And even though Mr. Littlefield is a professional janitor  -- we found some dirt on him.  In fact… he doesn't look nearly as squeaky clean as the Professor

PC described as a swamp yankee. fond of a drink or two. And he allegedly had been quietly running card games at the medical school at night

WZ mmm hmmm

So in his downtime he was a drinker, and a gambler… but the real killer piece of evidence against him... was what he did at work -- besides cleaning the premises --- he helped to procure dead bodies.

PC He literally knew where the bodies were buried

At the time… anatomy students at Harvard were desperate for bodies to dissect[18].  And getting those corpses was dirty business… it often meant paying off body snatchers who literally dug corpses out of graveyards…

PC Yeah, this janitor was really kind of the middle man, he’s the guy that would get the money from the professors and then go talk to the body snatchers…

So clearly this janitor didn’t have a big issue with handling corpses for cash …  And we know Mr Parkman had a lot of money on him when he disappeared…. Plus, since there was a reward,  IF the janitor did this dirty deed -- he would now get paid twice..  when he stole the cash and again when he led police to the body. With that kind of money ... this janitor could have made a killing.

So who's responsible for the chopped up body at Harvard? Was it the professor in the laboratory with the chemicals? Or the corpse-collecting janitor in the basement?

Chapter 6: The case against the professor 

Who knows?!? But soon…  evidence starts piling up against one of our suspects… the professor. He has a motive too. The oldest in the book. The professor owed lots of money to the missing Mr Parkman… he was in fact… flailing in a quicksand of debt.

PC Deeply disastrously in debt. And in debt to Parkman in particular, he owed him thousands of dollars. He'd literally signed away every book, clothing, down to the bed linen in his house. Just, all his property[19].

You see the professor had a taste for the finer things in life… he spent all of his inheritance on a stupidly fancy house[20]… And with what Harvard was paying him -  wasn’t nearly enough to keep up with his lavish lifestyle. So the Professor was in the red to the Scrooge of Boston — owing more than a yearly salary to the bloke[21]. It then emerges that this chemistry professor was no mild mannered nerd… newspapers report rumors that he had such a quick temper, his nickname while he was a student was Skyrocket Jack[22] ...

OK and then finally…  there’s his job. The professor studies chemistry. But he’s not cooking up new lifesaving medicines at the medical school - oh no - he studies what chemicals do to the human body. Chemicals … like arsenic.

<<GONG>>>

The chunks of body in the professor’s lab and the fact that he owed the dead man lots and lots of money — it looks bad for the Professor - bad enough for prosecutors to take this case to trial. Yes. The professor would be charged with the murder of Mr. George Parkman.

After the break... the trial against the Professor. 19th Century forensic science gives this case everything it's got… We'll learn how to dissolve a human body… 19th Century style… and try to identify a corpse from the hairiness of its legs…

Hair raising science … Coming up...

 

BREAK

Chapter 7: The trial

Welcome back. To the biggest news in 1850. We’ve learnt that a wealthy Scrooge type aka Mr Parkman has gone missing… and the last place he was seen was at Harvard Medical School.  A mutilated corpse has been found in the lab of a chemistry professor … Who’s now on trial for murder.

[Items from a dataset]
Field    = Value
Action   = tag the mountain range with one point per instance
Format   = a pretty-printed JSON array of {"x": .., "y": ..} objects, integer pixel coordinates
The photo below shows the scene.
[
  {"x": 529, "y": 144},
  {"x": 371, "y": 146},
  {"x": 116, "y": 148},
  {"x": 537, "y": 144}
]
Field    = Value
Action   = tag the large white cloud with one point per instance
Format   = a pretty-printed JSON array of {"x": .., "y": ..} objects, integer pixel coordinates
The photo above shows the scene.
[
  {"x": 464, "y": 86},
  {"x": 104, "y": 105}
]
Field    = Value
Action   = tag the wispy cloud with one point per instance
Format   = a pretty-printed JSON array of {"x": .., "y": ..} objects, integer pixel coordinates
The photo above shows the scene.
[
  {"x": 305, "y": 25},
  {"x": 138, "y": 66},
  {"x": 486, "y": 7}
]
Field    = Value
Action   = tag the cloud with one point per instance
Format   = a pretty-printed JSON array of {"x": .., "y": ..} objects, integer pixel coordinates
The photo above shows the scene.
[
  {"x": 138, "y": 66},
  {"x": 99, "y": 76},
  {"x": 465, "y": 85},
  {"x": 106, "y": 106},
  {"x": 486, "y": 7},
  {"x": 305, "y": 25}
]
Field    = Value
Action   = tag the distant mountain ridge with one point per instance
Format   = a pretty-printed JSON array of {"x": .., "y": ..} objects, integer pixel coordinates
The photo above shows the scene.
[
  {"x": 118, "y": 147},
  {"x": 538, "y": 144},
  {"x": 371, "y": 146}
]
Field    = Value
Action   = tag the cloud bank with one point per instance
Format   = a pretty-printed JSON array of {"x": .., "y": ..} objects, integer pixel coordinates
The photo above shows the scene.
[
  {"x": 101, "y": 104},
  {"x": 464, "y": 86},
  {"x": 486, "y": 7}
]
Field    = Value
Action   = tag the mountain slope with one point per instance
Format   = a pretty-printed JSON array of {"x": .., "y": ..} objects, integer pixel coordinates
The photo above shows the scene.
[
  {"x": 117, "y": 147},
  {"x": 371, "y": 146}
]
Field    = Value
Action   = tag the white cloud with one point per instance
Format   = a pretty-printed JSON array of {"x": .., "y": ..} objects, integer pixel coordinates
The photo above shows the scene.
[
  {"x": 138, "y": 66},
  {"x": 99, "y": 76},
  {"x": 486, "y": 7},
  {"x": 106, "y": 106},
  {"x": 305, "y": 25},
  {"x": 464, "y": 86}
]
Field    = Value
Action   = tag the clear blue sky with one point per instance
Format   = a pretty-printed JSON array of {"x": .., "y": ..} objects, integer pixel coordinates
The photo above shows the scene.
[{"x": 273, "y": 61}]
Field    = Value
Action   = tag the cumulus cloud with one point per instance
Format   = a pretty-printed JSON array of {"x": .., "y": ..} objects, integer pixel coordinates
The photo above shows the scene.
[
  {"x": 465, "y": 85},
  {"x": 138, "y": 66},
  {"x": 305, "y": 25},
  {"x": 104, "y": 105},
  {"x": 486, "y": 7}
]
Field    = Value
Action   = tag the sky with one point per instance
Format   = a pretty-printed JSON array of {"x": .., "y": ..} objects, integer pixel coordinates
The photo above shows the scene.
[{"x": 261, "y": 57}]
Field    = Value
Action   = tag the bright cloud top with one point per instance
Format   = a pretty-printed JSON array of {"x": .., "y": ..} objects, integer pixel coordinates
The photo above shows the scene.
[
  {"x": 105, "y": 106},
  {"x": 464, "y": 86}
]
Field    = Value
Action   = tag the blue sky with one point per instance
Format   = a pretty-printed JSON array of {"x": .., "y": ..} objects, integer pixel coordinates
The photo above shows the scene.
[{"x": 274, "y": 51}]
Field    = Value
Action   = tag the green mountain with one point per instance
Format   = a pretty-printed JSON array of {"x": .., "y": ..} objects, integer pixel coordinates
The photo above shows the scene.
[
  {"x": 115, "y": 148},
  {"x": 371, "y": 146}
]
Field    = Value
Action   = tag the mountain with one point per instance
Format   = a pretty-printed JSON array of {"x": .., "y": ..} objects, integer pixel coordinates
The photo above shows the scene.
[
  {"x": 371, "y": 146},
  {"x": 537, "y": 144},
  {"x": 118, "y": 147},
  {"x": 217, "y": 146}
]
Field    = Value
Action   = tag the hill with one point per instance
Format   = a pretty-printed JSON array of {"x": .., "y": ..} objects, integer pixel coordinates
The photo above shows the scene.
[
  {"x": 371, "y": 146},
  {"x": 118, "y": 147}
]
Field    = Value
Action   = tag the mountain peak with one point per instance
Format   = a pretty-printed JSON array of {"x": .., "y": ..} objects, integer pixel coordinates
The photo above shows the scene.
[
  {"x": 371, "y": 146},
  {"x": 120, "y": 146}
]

* * *

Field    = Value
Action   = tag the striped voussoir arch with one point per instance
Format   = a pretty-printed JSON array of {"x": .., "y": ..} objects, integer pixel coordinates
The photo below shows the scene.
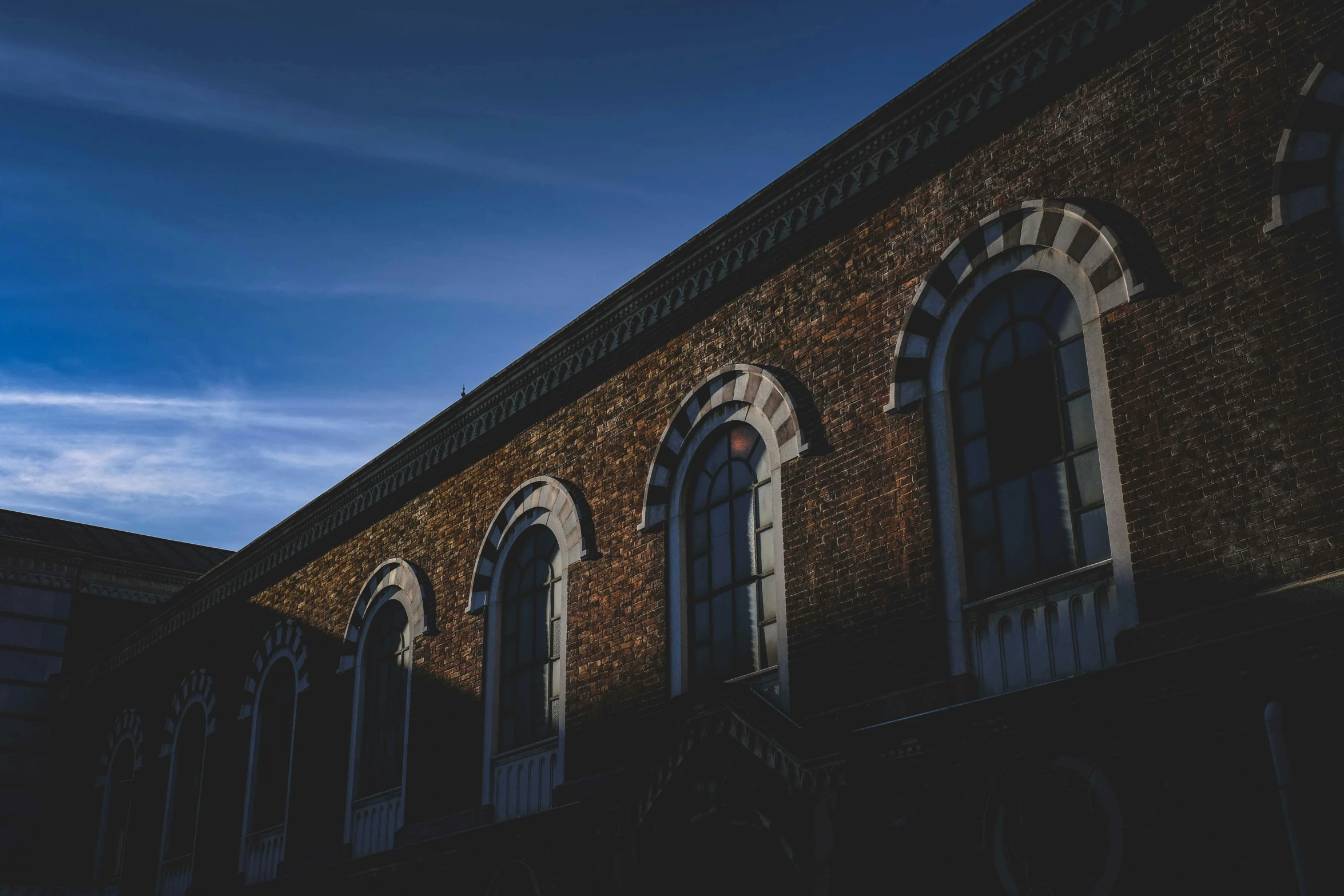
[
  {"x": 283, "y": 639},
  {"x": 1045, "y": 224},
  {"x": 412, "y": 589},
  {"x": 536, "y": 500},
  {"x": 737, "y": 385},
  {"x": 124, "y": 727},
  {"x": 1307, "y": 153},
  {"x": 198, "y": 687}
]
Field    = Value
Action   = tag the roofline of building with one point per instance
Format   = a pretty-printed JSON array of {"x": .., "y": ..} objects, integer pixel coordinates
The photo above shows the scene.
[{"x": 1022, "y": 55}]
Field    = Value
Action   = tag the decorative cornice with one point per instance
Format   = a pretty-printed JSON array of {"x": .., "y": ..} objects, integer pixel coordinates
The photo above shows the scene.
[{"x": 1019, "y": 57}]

TASK DIRECTIONS:
Answer these questions from the Harvard murder transcript:
(a) What was Mr. Littlefield allegedly running at the medical school at night?
(b) What did the professor spend all of his inheritance on?
(c) What was the professor's nickname while he was a student?
The items have nothing to do with this.

ANSWER:
(a) Card games.
(b) A stupidly fancy house.
(c) Skyrocket Jack.